From the first line to the last, set down the material exactly and drop every picture.
*** Block opens ***
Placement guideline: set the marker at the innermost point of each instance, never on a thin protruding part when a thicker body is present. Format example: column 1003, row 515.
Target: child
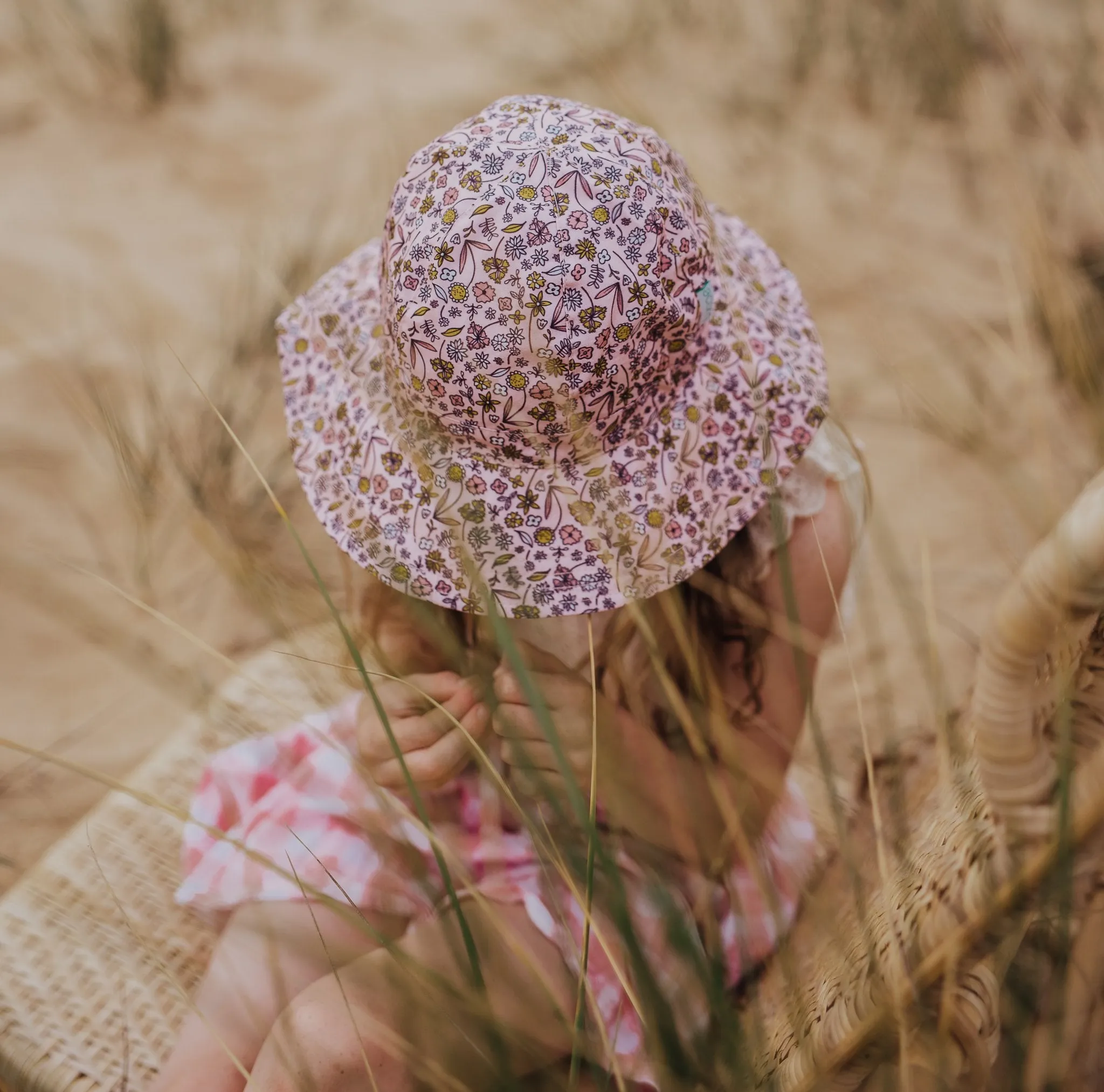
column 563, row 389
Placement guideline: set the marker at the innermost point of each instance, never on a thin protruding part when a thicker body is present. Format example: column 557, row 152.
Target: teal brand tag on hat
column 705, row 295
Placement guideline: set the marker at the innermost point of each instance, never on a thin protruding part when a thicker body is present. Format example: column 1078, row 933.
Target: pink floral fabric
column 296, row 800
column 560, row 379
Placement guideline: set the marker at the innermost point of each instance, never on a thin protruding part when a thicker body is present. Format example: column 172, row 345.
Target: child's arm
column 671, row 800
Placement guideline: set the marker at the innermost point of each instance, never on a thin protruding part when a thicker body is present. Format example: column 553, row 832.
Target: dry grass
column 914, row 66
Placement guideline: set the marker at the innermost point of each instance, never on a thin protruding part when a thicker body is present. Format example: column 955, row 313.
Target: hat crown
column 547, row 280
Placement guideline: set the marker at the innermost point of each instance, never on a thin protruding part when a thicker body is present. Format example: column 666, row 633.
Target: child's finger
column 439, row 763
column 556, row 689
column 419, row 729
column 441, row 686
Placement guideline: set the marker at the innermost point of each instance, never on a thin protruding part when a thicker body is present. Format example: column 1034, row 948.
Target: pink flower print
*** Block closes ***
Output below:
Placement guideline: set the marker at the innermost point of each instance, never on a thin protruding part when a thicker body is present. Format example: column 1003, row 515.
Target: child
column 563, row 389
Placement guideline: set the marker at the innermost point of each instance, never on a thin protruding part when a thicker body is present. Format example: column 557, row 152.
Target: teal brand tag on hat
column 705, row 295
Placement guideline: set the marker at the innermost point of each instance, never on a thin protruding part when a thicker body is present. Format example: column 1078, row 933.
Target: pink floral fabric
column 296, row 800
column 560, row 379
Placement guideline: set the marker at the innermost point of each instance, never on a thin protruding part when a thicker body is present. Format example: column 172, row 345.
Target: child's arm
column 671, row 800
Placement guideline: set the marker at the innermost point of each instance, never on a thin protruding part when a thicker body is present. Format example: column 553, row 832.
Target: dry grass
column 914, row 66
Placement guideline: set the marker at the innermost point of each instance, never on a thin protruding part when a thicker body is present. Format example: column 955, row 313.
Target: hat crown
column 547, row 280
Placement guideline: set the marker at the innermost point of each instance, never on a thin protruding part when a thicker body is present. Format example: column 666, row 633.
Target: child's finger
column 439, row 763
column 556, row 689
column 419, row 729
column 441, row 686
Placement guideline: set the marker at the innermost point of each instance, never on a thin protruding part when a thicker body is present. Format example: column 1034, row 948.
Target: pink flower print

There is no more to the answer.